TÂCHE DEMANDÉE: Poursuivez le texte ci-dessous sur la rue Traversière dans la poésie de Bonnefoy, à la suite de sa dernière phrase.

Quand on évoque la poésie de Bonnefoy, on la désigne souvent comme une poétique du lieu. Dans ce recueil, le poète choisit d'évoquer La Rue Traversière.

Elle est pour lui le lieu de l'enfance et l'adolescence, l'endroit où se situait la maison familiale. On le sent La Rue Traversière est chargée d'une valeur affective pour Bonnefoy, d'une somme de souvenirs et d'expériences qui sommeillaient dans son inconscient et qui sont remontés à la surface à la faveur d'un passage dans sa ville natale (Tours) de nombreuses années plus tard.
Le lieu, à cause de son nom, de sa prononciation, de l'instant, des conditions, des souvenirs qui y sont attachés, permet par l'écriture, le miracle de sa reconnaissance, comme celle d'un arrière-pays.

LIGNES DE DONNÉES:
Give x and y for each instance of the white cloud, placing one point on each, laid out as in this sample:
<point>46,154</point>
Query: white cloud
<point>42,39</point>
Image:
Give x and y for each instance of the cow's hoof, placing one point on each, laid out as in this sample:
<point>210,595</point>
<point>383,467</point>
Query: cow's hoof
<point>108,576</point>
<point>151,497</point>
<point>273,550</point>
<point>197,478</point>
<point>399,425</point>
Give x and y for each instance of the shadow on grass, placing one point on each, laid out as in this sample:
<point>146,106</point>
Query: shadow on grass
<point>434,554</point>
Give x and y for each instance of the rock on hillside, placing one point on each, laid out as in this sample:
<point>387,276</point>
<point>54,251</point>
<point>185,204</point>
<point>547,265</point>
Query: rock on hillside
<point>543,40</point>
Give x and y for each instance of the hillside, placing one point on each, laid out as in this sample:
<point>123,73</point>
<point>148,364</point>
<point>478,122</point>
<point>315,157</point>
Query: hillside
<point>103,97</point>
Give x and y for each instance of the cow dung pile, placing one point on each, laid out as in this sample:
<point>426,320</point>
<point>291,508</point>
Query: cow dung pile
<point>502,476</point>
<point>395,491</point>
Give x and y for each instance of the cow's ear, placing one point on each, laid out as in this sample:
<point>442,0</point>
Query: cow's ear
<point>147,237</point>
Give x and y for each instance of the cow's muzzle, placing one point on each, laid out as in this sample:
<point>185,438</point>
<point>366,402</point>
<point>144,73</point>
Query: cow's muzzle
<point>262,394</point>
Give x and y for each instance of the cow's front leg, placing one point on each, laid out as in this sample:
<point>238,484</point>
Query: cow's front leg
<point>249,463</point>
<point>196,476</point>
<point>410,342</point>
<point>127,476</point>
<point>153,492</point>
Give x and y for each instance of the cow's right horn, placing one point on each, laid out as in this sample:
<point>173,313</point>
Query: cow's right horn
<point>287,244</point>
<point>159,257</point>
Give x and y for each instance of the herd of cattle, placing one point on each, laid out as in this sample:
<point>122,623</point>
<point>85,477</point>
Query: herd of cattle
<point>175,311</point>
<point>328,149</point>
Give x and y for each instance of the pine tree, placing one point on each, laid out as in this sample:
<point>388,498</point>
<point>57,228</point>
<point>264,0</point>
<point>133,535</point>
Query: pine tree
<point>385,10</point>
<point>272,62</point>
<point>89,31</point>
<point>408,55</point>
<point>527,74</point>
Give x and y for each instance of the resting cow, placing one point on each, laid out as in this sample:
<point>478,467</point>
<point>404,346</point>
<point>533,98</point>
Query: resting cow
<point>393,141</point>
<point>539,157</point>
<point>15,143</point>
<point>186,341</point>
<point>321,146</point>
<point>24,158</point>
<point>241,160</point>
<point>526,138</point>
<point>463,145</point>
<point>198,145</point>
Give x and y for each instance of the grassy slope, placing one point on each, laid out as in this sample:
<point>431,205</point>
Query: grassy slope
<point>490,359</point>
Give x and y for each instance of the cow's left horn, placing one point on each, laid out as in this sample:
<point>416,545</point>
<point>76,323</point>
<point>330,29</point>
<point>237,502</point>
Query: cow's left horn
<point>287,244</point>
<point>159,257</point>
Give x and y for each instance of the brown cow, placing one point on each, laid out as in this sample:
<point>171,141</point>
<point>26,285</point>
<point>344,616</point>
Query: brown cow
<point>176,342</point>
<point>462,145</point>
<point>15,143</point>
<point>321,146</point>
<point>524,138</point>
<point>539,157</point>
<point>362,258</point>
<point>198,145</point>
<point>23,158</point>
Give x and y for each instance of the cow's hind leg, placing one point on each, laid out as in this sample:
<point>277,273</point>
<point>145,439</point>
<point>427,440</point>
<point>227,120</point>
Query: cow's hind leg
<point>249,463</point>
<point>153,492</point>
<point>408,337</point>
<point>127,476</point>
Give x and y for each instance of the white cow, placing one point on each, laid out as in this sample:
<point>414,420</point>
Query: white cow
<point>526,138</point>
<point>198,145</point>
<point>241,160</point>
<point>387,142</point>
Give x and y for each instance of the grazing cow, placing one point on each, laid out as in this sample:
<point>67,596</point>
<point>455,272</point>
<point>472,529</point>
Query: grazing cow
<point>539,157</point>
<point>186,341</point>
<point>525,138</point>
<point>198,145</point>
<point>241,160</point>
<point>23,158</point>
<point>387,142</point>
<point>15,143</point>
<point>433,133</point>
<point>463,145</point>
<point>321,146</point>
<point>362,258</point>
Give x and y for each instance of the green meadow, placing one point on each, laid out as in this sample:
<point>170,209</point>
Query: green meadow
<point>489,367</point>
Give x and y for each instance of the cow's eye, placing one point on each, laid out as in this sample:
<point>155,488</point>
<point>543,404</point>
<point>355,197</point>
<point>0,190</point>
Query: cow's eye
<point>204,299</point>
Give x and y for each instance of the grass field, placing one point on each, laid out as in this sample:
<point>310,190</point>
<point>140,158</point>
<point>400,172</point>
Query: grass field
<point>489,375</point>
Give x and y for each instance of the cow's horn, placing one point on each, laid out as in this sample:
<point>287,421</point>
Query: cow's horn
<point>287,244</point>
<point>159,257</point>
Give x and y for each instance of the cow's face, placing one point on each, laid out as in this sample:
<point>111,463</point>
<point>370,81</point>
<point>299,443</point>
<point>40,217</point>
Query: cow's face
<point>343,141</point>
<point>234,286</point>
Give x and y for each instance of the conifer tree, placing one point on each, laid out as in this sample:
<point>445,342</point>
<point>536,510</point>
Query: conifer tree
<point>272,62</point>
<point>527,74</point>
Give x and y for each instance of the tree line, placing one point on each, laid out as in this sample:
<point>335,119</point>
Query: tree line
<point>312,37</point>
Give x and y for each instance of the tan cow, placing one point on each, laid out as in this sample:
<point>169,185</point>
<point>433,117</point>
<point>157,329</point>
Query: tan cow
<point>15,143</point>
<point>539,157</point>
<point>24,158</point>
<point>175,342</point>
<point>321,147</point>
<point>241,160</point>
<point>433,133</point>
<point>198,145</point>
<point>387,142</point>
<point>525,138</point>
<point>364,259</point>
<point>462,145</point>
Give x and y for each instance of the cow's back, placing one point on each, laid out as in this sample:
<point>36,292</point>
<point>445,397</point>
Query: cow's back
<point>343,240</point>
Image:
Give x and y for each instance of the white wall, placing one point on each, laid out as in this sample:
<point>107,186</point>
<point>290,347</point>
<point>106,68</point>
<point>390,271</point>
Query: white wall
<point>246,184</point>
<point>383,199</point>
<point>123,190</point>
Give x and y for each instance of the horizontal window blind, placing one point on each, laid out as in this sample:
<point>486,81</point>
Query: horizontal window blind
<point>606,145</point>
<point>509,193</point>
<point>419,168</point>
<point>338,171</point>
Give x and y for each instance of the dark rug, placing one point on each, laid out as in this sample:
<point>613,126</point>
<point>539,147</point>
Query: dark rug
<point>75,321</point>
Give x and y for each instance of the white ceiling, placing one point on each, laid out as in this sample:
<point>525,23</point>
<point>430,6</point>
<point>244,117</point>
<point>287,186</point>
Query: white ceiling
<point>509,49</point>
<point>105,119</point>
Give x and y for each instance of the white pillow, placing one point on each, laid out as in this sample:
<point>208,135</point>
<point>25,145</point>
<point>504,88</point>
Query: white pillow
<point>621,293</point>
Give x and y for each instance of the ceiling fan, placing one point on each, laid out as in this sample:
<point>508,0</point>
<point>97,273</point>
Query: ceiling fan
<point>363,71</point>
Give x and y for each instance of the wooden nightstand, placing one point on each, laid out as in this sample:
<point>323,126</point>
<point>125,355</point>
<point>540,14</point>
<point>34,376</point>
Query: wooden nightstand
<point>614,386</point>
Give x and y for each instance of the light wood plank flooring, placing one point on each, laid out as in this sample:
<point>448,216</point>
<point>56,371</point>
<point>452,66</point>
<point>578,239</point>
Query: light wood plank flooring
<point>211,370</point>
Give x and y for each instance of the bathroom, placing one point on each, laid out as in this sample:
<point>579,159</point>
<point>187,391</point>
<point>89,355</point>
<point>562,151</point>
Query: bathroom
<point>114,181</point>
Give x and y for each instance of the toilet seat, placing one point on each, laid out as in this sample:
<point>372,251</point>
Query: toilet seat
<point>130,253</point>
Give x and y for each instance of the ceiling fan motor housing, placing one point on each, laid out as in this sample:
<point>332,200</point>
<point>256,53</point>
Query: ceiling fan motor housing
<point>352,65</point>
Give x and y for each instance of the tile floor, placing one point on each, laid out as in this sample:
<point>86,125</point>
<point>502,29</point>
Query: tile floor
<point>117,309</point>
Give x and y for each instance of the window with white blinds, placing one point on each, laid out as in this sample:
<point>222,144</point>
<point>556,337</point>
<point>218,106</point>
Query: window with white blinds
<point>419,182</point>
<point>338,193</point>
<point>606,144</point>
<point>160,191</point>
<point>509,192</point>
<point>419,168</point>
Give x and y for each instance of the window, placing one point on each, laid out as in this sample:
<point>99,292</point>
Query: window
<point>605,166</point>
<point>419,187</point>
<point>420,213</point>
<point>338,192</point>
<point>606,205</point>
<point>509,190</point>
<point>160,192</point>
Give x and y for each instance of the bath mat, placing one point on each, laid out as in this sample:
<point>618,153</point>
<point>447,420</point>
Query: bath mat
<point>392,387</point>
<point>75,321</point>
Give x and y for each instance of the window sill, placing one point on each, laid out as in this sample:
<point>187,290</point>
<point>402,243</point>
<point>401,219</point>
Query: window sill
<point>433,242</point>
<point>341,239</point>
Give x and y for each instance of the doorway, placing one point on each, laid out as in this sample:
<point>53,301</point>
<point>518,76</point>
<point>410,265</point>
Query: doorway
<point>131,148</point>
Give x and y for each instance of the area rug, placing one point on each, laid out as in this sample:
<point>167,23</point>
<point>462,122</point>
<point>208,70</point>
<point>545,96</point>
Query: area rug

PRODUCTION ATTENDUE:
Les textes qui composent le recueil étaient à l'origine publiés dans plusieurs revues, ils étaient présentés comme des « poèmes » en soi. Mais rassemblés, ils ont perdu cette définition et ne constituent pas un tout homogène. On entre plus dans un récit qui grandit à mesure que le poète médite, non sur ce qui est, mais sur ce qui pourrait être.


Au début du recueil, divers itinéraires sont donnés, qui ont en commun d'apparaître comme autant de récits de rêves. Puis en reprenant ces images incertaines, Yves Bonnefoy médite sur leur origine, cherche leurs racines, progresse dans la direction qu'elles semblent indiquer, puis il revient sur ses pas, reprend sa marche, en procédant par retouches et repentirs, dans une sorte de questionnement incessant et répétitif.

Dans une succession de textes tout en prose, Bonnefoy n'interroge pas l'objet ou le lieu (la Rue Traversière) qui lui suggère une impression, une parole, mais bien plus le mouvement de sa conscience qui fait (re)naître l'objet ou l'endroit qu'il a devant lui.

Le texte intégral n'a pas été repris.